--- START Records for processing ---

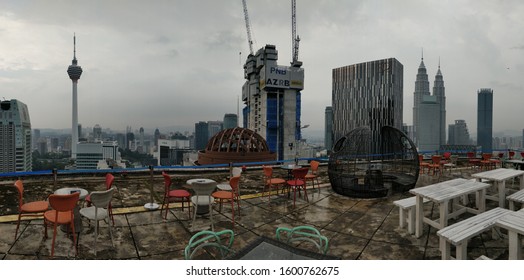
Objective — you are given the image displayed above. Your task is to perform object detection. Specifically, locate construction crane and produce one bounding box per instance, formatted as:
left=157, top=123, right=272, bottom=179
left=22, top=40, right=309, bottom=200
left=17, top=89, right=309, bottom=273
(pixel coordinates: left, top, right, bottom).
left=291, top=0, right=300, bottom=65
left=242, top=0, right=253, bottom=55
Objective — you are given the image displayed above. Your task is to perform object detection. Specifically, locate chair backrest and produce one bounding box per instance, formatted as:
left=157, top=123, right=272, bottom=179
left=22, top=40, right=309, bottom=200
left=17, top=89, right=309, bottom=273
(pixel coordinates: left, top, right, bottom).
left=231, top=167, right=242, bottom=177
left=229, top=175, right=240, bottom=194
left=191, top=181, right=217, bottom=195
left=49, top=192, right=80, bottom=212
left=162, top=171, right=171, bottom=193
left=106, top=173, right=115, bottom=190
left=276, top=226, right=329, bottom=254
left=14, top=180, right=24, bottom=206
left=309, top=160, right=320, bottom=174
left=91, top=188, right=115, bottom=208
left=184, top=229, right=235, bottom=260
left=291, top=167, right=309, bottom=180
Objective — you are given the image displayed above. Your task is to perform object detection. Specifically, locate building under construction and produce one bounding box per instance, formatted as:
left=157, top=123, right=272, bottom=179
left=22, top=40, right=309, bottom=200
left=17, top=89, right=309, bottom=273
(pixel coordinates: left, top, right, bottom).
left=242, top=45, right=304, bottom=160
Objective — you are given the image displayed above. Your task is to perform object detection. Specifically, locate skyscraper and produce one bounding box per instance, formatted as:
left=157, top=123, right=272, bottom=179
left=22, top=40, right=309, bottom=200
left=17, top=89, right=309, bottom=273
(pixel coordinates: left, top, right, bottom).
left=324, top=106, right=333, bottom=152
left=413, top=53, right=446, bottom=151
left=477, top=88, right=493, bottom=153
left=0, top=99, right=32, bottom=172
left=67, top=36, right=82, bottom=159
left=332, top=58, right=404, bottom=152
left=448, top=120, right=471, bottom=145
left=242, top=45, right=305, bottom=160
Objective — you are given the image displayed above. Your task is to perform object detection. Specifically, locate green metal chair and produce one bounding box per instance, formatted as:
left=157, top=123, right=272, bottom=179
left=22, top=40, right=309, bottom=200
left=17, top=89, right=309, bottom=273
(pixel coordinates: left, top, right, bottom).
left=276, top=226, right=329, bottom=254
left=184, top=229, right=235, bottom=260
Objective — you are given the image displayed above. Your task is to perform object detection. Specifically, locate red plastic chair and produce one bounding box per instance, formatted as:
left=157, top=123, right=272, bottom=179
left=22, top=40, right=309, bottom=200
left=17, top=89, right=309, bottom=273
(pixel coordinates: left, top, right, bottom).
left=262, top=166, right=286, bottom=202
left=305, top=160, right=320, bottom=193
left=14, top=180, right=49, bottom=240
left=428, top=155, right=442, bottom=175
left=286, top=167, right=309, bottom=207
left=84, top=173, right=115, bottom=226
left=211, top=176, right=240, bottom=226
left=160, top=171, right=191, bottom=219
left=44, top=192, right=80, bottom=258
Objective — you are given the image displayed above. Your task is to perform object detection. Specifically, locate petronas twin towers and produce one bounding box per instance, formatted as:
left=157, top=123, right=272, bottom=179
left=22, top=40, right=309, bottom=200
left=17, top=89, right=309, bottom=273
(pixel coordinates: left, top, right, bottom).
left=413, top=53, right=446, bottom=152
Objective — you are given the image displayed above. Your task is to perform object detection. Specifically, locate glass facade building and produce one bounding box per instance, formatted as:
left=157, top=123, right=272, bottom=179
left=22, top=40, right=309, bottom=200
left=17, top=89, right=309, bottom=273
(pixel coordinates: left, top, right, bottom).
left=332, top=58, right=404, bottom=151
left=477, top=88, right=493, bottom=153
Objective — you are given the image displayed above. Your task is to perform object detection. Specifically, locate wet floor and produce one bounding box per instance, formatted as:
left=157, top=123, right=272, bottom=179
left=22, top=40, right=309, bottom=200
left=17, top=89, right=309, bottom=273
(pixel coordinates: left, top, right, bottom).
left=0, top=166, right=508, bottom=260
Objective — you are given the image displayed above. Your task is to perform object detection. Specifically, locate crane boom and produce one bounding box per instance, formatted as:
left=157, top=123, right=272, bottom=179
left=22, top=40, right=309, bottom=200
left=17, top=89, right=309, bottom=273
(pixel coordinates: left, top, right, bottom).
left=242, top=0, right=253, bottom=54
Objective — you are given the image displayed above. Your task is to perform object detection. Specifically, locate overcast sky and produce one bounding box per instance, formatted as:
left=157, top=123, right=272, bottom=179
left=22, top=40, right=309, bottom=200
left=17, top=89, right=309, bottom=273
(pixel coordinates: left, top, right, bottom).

--- END Records for processing ---

Output every line of the listing as a JSON list of strings, one string per line, leaving out blank lines and the pictures.

Result of the exercise:
[
  "Objective — you are given the image displayed above. Your task is to perform object detection. Specifically, locate construction crane and produce one bounding box per instance, formatted as:",
  "left=157, top=123, right=272, bottom=179",
  "left=22, top=40, right=309, bottom=200",
  "left=17, top=89, right=309, bottom=273",
  "(pixel coordinates: left, top, right, bottom).",
  "left=291, top=0, right=300, bottom=65",
  "left=242, top=0, right=253, bottom=55",
  "Objective — you are given the image displayed above. Your task is to perform object detection. Specifically, locate chair backrest and produce one bounding box per instance, formatted as:",
  "left=157, top=123, right=272, bottom=179",
  "left=22, top=40, right=309, bottom=200",
  "left=17, top=89, right=309, bottom=273",
  "(pixel coordinates: left, top, right, bottom).",
  "left=231, top=167, right=242, bottom=177",
  "left=229, top=175, right=240, bottom=194",
  "left=191, top=181, right=217, bottom=195",
  "left=49, top=192, right=80, bottom=212",
  "left=162, top=171, right=171, bottom=193",
  "left=106, top=173, right=115, bottom=190",
  "left=276, top=226, right=329, bottom=254",
  "left=14, top=180, right=24, bottom=206",
  "left=309, top=160, right=320, bottom=174",
  "left=91, top=188, right=115, bottom=208",
  "left=184, top=229, right=235, bottom=260",
  "left=291, top=167, right=309, bottom=180",
  "Objective — you are given the image displayed above. Your task is to perform object detection. Specifically, locate building under construction and produce one bounding box per instance, formatted as:",
  "left=157, top=123, right=272, bottom=179",
  "left=22, top=40, right=309, bottom=200",
  "left=17, top=89, right=309, bottom=273",
  "(pixel coordinates: left, top, right, bottom).",
  "left=242, top=45, right=304, bottom=160",
  "Objective — you are given the image displayed above. Your task is to perform object detection. Specifically, locate skyscraper and produce one bounding box per instance, formatted as:",
  "left=157, top=123, right=272, bottom=179",
  "left=22, top=40, right=309, bottom=200",
  "left=17, top=89, right=309, bottom=273",
  "(pixel coordinates: left, top, right, bottom).",
  "left=324, top=106, right=333, bottom=152",
  "left=413, top=53, right=446, bottom=151",
  "left=477, top=88, right=493, bottom=153",
  "left=0, top=99, right=32, bottom=172",
  "left=67, top=36, right=82, bottom=159",
  "left=332, top=58, right=404, bottom=152",
  "left=448, top=120, right=471, bottom=145",
  "left=242, top=45, right=305, bottom=160",
  "Objective — you are given the image displayed above. Your task is to perform object detection. Specifically, locate green metal chair and produce one bounding box per instance, formatted as:",
  "left=157, top=123, right=272, bottom=179",
  "left=22, top=40, right=309, bottom=200",
  "left=17, top=89, right=309, bottom=273",
  "(pixel coordinates: left, top, right, bottom).",
  "left=276, top=226, right=329, bottom=254",
  "left=184, top=229, right=235, bottom=260",
  "Objective — you are given the image displayed above. Your task is to perform object detection. Specifically, locate red plastic chair and produce one bounding box per instance, formatted as:",
  "left=157, top=123, right=272, bottom=179",
  "left=22, top=40, right=309, bottom=200",
  "left=17, top=89, right=309, bottom=273",
  "(pixel coordinates: left, top, right, bottom).",
  "left=262, top=166, right=286, bottom=202",
  "left=305, top=160, right=320, bottom=193",
  "left=14, top=180, right=49, bottom=240",
  "left=428, top=155, right=442, bottom=175",
  "left=286, top=167, right=309, bottom=207",
  "left=84, top=173, right=115, bottom=226",
  "left=211, top=176, right=240, bottom=226",
  "left=160, top=171, right=191, bottom=219",
  "left=44, top=192, right=80, bottom=258",
  "Objective — you are given the image displayed above. Your task is to perform object detection. Specifically, locate petronas twin towers and produce one bounding box per instance, formatted as:",
  "left=157, top=123, right=272, bottom=179",
  "left=22, top=40, right=309, bottom=200",
  "left=17, top=89, right=309, bottom=273",
  "(pixel coordinates: left, top, right, bottom).",
  "left=413, top=53, right=446, bottom=152",
  "Objective — you are given the image displayed above. Your task is to perform object detection. Specifically, locate glass facade building and produce one bounding box per instance, formatted as:",
  "left=157, top=123, right=272, bottom=179",
  "left=22, top=40, right=309, bottom=200",
  "left=17, top=89, right=309, bottom=273",
  "(pixel coordinates: left, top, right, bottom).",
  "left=332, top=58, right=404, bottom=151",
  "left=477, top=88, right=493, bottom=153",
  "Objective — you are given the image displayed above. Your task is to perform object detection. Specifically, locate wet floor and produce one bounding box per instance, formatted as:",
  "left=157, top=123, right=272, bottom=179",
  "left=22, top=40, right=309, bottom=200",
  "left=17, top=89, right=309, bottom=273",
  "(pixel coordinates: left, top, right, bottom).",
  "left=0, top=166, right=508, bottom=260",
  "Objective — you are given the image displayed above. Your task is to perform object detection. Specifically, locate crane boom and produce one bounding box per instance, formatted as:",
  "left=157, top=123, right=272, bottom=179",
  "left=22, top=40, right=309, bottom=200",
  "left=17, top=89, right=309, bottom=273",
  "(pixel coordinates: left, top, right, bottom).",
  "left=242, top=0, right=253, bottom=54",
  "Objective — you are given the image displayed above. Your task is to perform object detection. Specifically, locate overcast sky and produce one bounding box per instance, formatted as:",
  "left=157, top=123, right=272, bottom=179",
  "left=22, top=40, right=309, bottom=200",
  "left=17, top=89, right=309, bottom=273",
  "(pixel coordinates: left, top, right, bottom)."
]